* Extrait *
————————

Aux 41 destroyers de la Royal Navy se joignent 800 autres navires de tout genre : péniches, ferries, caboteurs, chalutiers. La Marine française mobilise, quant à elle, 350 bâtiments de guerre, de pêche, de commerce… Les opérations d’évacuation de nuit sont privilégiées pour éviter trop de pertes en hommes et en matériel naviguant. Cependant, les Allemands réussissent à couler 250 navires, entre le 26 mai et le 4 juin.

Aux abords de la ville, les soldats de la 12e division d’infanterie motorisée (12e DIM), des 21e, 32e, 60e et 68e divisions d’infanterie (DI) et du 8e régiment de zouaves protègent l’évacuation de leurs camarades français et britanniques jusqu’au tout dernier moment. Le dernier navire anglais, le destroyer Shikari, appareille le 4 juin à 3 h 40 du matin. Quelques heures plus tard, les 40.000 soldats encore présents sur place sont fait prisonniers.

————————

(Extraits d'un jeu de données d'annotation par points)
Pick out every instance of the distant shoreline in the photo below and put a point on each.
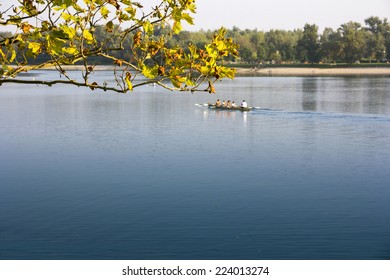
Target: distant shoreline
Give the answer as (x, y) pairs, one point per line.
(276, 71)
(313, 71)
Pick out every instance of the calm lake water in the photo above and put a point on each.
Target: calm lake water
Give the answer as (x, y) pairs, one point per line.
(149, 175)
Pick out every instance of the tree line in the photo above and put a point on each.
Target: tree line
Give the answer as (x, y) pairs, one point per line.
(351, 42)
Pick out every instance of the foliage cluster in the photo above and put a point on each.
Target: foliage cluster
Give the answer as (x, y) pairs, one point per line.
(121, 32)
(350, 42)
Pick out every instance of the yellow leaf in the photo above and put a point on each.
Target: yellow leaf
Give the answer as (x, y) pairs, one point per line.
(104, 12)
(128, 81)
(34, 47)
(88, 36)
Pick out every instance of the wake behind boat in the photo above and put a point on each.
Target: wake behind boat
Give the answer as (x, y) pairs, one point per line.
(220, 107)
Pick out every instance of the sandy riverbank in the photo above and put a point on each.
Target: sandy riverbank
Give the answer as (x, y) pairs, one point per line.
(277, 71)
(312, 71)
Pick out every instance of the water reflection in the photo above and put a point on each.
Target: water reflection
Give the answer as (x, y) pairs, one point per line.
(149, 175)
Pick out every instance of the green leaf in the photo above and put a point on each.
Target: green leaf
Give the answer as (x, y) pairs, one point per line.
(70, 50)
(148, 27)
(34, 47)
(177, 27)
(150, 72)
(70, 31)
(188, 18)
(66, 16)
(110, 26)
(128, 81)
(104, 12)
(88, 36)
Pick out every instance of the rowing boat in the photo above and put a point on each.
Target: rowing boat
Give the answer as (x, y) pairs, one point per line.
(238, 108)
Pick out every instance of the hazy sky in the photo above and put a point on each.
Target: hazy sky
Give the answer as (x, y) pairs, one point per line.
(278, 14)
(285, 14)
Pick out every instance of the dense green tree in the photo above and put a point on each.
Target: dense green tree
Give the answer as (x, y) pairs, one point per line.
(309, 45)
(331, 45)
(375, 38)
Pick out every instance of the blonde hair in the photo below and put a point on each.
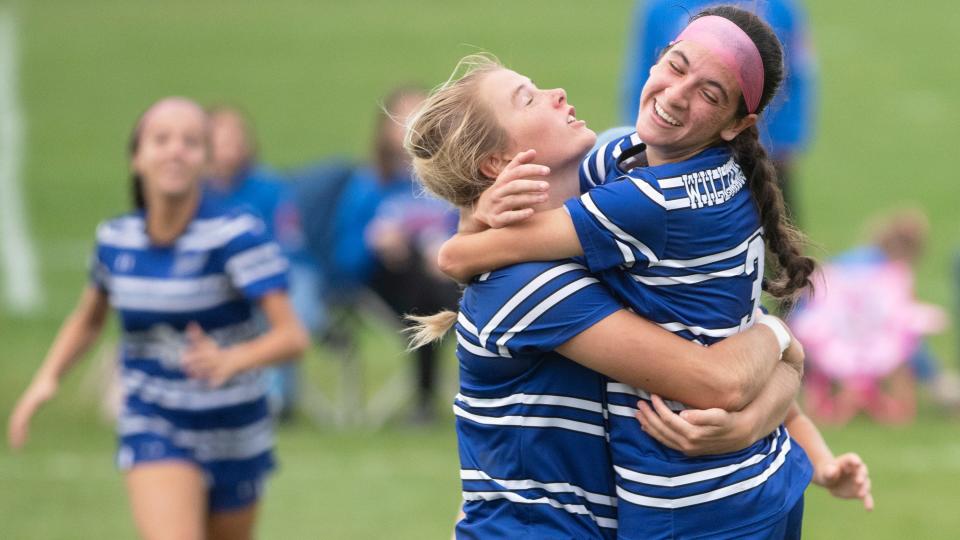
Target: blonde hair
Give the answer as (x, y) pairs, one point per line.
(453, 132)
(448, 138)
(425, 329)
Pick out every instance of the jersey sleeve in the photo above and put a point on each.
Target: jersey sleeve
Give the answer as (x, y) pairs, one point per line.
(98, 272)
(620, 224)
(254, 262)
(580, 303)
(600, 163)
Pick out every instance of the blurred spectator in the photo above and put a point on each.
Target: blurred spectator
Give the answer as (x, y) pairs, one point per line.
(235, 178)
(787, 124)
(387, 234)
(863, 329)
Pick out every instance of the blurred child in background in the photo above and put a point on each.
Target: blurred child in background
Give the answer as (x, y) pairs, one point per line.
(863, 328)
(235, 179)
(387, 236)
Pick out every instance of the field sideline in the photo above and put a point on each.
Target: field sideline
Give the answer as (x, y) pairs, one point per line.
(311, 74)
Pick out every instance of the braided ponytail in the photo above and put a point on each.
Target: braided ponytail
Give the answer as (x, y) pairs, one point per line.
(791, 270)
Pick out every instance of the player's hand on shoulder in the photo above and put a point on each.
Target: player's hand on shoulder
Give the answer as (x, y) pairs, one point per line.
(846, 477)
(204, 359)
(515, 192)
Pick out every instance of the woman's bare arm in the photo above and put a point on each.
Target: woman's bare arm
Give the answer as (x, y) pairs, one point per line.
(78, 332)
(635, 351)
(545, 236)
(697, 432)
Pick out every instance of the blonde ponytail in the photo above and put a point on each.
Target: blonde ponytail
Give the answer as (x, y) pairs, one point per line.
(426, 329)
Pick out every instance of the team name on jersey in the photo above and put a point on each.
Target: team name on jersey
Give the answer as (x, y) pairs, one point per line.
(709, 187)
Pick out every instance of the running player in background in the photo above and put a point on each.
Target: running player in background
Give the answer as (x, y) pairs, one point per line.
(680, 240)
(530, 422)
(183, 274)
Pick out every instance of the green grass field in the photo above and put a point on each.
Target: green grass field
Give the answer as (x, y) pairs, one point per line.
(311, 74)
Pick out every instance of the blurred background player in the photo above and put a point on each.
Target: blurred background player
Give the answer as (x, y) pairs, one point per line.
(183, 274)
(236, 179)
(788, 122)
(387, 235)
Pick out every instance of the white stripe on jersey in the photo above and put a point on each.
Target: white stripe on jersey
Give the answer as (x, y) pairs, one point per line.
(553, 487)
(626, 252)
(470, 496)
(255, 264)
(699, 476)
(192, 394)
(601, 163)
(617, 231)
(709, 259)
(720, 493)
(689, 279)
(532, 399)
(126, 232)
(532, 422)
(210, 444)
(474, 349)
(540, 309)
(467, 325)
(630, 412)
(522, 295)
(699, 330)
(170, 295)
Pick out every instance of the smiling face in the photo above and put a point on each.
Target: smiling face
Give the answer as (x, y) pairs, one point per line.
(172, 148)
(688, 104)
(539, 119)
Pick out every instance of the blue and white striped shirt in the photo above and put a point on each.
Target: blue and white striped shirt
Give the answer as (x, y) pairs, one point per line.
(681, 244)
(530, 423)
(211, 275)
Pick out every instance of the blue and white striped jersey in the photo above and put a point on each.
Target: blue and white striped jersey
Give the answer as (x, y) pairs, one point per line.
(534, 459)
(682, 245)
(212, 274)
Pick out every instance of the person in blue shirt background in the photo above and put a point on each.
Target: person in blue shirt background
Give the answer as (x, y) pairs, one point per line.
(788, 122)
(184, 274)
(234, 178)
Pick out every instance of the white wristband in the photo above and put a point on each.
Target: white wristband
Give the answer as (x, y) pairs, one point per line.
(779, 330)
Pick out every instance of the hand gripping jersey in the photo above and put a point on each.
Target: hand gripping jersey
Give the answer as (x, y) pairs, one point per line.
(681, 244)
(211, 275)
(534, 460)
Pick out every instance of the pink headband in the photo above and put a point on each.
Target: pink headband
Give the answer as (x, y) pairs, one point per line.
(728, 42)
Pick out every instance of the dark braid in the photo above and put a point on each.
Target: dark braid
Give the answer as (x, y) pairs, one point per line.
(791, 270)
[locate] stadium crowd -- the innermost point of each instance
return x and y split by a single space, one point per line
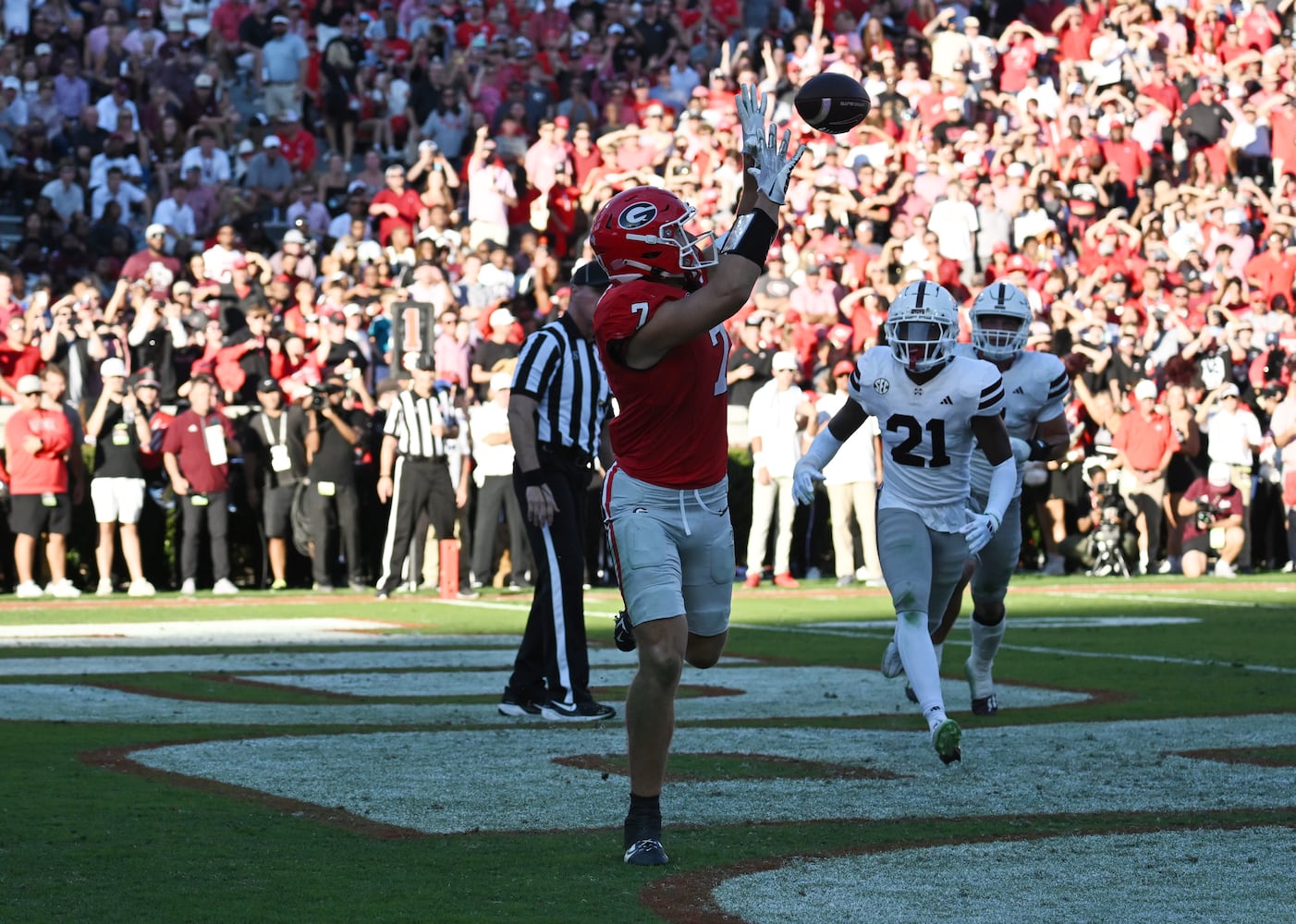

————————

D'après l'extrait sur l'évacuation, quel est le nom du dernier navire anglais à appareiller ?

* Réponse attendue *
Le destroyer Shikari.